Hello All,
I have a list of 5 datasets that include various numbers of records of individuals' information.
What I have so far is an object oriented program that treats individual records as unique objects (i.e., call it "Individuals") with 4 properties useful for finding its potential match in any of the datasets.
I want to be able to start at the top of the group (of 5 datasets) with dataset 1 taking one-record-at-a-time, then check for any matching records to a record (one-record-at-a-time) in dataset 2, and then check further down the group if
the same record matches one in dataset 3, and so on ... until the end (i.e., dataset 5).
One might view this problem like running a relay, where individual 1 (from dataset 1) passes a baton (maybe an ID label?) to the next person (from its match in dataset 2), and so on ... until the end of the race is reached (i.e., dataset 5).
Passing some sort of "baton" makes sure that the desired output (i.e., sequences of binary 1 [yes's] and 0 [no's] that tell whether or not an individual is present in any of the datasets further down the group) doesn't contain repeat sequences
or sequences corrupted by "similar-looking" records.

■ **Entries provided**:
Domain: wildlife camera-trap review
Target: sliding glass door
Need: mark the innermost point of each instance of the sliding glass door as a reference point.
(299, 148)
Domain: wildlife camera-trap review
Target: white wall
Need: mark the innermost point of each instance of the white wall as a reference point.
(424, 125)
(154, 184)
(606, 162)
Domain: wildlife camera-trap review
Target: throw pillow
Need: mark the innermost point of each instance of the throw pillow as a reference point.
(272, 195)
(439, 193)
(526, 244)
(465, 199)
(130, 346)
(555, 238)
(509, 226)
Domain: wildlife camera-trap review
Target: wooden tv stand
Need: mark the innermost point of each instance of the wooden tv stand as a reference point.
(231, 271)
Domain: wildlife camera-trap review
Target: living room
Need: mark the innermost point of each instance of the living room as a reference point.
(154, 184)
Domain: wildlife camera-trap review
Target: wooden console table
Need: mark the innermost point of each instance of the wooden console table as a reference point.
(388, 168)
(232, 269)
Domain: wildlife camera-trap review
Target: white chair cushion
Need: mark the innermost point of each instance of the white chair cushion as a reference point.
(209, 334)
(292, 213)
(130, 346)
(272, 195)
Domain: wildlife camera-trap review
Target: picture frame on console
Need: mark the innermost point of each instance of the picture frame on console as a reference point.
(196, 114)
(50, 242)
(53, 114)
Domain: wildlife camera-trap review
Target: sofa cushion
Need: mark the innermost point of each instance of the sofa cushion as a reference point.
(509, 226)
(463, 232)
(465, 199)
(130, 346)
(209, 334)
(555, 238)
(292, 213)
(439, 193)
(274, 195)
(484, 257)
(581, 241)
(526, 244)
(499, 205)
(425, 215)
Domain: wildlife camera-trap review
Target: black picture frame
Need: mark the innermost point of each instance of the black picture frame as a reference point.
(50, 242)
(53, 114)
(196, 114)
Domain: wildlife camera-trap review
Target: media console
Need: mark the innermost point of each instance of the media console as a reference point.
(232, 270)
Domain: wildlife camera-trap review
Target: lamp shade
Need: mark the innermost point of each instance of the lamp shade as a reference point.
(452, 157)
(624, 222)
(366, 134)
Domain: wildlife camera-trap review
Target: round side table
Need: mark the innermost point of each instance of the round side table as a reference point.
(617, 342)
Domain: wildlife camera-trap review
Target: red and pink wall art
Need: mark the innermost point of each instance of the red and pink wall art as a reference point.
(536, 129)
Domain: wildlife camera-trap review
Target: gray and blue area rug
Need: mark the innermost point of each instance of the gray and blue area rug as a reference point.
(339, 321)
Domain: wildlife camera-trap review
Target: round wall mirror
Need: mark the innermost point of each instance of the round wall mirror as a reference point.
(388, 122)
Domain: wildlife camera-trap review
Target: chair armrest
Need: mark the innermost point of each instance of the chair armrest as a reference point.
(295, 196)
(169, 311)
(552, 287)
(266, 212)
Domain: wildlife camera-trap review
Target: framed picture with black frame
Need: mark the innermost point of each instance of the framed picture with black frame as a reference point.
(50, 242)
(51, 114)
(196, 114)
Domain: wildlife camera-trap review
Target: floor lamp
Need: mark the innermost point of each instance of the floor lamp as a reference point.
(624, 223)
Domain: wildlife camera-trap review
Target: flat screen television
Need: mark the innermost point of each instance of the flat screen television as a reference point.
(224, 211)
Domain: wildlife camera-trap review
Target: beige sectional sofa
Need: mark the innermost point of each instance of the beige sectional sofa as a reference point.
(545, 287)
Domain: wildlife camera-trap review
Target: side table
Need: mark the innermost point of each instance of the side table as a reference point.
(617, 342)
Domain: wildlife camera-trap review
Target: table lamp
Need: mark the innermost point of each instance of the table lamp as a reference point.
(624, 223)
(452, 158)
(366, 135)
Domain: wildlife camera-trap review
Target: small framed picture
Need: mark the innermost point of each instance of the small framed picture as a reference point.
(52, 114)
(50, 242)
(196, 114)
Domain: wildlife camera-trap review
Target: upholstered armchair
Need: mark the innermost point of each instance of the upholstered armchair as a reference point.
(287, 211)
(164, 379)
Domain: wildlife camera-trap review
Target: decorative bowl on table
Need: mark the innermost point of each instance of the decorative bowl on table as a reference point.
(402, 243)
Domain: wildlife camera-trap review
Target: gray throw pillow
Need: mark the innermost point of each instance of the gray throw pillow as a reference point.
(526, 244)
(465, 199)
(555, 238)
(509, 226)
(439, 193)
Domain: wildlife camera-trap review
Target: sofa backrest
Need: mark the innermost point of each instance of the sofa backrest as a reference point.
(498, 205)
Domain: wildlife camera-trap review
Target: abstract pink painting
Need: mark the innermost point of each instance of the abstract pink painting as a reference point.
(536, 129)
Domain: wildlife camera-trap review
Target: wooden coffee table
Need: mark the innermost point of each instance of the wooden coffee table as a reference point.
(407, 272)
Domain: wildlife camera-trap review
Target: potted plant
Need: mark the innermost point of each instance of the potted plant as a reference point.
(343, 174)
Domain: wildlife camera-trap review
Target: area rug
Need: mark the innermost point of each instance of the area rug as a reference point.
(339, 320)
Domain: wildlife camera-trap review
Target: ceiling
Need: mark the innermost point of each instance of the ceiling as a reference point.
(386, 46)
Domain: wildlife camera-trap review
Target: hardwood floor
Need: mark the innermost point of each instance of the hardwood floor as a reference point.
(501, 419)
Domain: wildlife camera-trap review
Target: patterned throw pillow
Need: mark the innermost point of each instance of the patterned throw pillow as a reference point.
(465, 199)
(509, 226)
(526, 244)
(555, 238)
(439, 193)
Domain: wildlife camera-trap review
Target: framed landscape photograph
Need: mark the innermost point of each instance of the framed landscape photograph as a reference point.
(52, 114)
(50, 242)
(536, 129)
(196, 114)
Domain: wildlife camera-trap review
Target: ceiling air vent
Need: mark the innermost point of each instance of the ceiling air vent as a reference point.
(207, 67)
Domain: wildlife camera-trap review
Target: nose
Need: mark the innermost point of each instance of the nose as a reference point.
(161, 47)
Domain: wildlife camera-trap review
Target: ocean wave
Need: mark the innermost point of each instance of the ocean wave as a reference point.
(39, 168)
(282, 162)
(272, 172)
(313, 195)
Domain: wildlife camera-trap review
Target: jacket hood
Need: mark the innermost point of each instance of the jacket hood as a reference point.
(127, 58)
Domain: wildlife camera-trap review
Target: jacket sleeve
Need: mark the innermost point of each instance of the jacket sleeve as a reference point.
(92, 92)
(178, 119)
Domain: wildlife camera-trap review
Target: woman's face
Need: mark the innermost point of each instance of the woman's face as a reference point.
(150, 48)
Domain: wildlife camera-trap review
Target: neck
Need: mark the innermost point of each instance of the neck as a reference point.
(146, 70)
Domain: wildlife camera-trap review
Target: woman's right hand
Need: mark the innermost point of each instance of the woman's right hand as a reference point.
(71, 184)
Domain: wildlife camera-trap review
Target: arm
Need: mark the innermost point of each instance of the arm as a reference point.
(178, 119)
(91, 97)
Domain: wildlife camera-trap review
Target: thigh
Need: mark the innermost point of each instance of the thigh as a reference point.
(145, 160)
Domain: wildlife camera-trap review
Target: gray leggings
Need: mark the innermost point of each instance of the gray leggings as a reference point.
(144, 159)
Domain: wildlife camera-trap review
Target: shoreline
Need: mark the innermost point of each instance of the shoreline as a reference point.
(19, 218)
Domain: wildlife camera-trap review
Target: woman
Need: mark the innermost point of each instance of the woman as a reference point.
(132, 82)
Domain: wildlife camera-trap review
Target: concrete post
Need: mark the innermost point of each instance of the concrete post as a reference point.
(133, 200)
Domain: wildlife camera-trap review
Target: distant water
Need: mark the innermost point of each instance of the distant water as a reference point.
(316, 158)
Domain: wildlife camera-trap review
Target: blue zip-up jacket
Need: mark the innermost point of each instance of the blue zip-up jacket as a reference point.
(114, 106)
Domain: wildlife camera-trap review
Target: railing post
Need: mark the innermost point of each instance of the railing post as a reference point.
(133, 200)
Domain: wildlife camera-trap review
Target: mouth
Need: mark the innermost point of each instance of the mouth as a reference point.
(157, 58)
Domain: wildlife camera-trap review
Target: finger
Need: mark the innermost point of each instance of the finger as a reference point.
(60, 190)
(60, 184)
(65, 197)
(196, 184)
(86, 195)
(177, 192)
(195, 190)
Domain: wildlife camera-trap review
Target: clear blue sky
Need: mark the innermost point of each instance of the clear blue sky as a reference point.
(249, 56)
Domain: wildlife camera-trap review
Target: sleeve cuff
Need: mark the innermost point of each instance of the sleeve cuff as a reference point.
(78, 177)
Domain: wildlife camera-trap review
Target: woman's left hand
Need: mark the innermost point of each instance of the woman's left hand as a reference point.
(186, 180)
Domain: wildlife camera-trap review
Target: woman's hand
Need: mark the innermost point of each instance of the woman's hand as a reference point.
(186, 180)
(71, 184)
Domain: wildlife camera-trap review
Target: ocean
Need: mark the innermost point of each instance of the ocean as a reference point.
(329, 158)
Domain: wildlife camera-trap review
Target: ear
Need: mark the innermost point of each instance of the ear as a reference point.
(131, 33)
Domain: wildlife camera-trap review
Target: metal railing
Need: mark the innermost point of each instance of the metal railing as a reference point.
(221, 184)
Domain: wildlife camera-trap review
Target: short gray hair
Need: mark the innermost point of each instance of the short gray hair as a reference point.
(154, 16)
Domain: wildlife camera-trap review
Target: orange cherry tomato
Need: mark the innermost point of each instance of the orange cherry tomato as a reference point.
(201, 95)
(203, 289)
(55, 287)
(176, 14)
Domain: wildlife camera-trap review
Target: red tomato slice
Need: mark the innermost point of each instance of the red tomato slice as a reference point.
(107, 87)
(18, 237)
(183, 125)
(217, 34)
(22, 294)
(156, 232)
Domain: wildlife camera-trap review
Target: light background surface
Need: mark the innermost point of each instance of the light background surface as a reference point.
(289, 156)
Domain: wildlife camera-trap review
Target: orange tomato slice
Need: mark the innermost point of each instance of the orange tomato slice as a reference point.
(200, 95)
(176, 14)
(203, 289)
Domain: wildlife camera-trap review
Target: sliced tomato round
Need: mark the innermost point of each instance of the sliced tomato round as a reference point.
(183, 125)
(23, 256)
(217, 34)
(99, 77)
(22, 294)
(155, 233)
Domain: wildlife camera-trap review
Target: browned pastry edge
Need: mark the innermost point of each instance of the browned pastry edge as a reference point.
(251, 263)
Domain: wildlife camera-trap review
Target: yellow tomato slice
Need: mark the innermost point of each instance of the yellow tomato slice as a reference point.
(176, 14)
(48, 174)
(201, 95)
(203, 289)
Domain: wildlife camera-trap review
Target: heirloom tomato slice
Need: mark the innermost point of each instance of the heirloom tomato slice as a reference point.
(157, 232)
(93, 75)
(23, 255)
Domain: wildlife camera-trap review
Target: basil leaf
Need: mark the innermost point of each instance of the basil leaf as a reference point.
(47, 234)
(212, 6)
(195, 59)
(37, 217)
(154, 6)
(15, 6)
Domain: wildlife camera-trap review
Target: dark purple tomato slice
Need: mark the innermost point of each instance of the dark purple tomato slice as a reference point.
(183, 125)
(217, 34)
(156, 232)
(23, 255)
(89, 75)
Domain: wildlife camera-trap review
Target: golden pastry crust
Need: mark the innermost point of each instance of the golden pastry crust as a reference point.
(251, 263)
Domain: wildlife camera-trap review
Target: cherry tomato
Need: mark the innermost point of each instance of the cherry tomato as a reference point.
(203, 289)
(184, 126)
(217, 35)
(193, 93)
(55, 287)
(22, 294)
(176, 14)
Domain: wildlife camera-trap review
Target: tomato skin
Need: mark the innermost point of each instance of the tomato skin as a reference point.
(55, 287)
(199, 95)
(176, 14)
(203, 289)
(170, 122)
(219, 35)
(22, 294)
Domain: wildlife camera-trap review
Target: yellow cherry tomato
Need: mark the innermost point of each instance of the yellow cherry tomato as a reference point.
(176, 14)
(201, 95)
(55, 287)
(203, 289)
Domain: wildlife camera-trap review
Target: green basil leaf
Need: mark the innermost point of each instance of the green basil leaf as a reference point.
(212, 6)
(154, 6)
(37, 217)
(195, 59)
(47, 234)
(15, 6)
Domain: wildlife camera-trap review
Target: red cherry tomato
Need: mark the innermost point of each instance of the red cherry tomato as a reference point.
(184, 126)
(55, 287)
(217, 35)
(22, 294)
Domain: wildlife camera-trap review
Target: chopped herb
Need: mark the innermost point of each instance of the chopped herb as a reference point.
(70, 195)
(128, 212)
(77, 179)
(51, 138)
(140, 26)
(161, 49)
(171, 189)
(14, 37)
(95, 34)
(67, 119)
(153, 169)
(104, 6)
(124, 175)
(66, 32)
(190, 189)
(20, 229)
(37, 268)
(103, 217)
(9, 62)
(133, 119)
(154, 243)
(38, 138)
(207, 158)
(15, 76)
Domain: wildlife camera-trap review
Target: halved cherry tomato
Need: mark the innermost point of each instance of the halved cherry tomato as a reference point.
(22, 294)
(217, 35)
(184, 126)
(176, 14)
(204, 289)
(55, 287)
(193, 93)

■ **Exercise brief**:
Carry on the forum post about matching individuals' records across five datasets, starting right after its last sentence.

■ **Answer to the exercise**:
I know that all of this sounds extremely cryptic, but I could really use some help with finding ideas on where to start implementing a matching-records', tracing-sequences', and constructing-binary-sequences' (i.e., the desired output: a list of binary sequences
representing unique individuals) scheme such as this.
Does anyone have some helpful tips here (especially relating to matching records, tracing sequences, and constructing the output)?
Thank you for taking the time to read this thread, and I appreciate any feedback that you can provide.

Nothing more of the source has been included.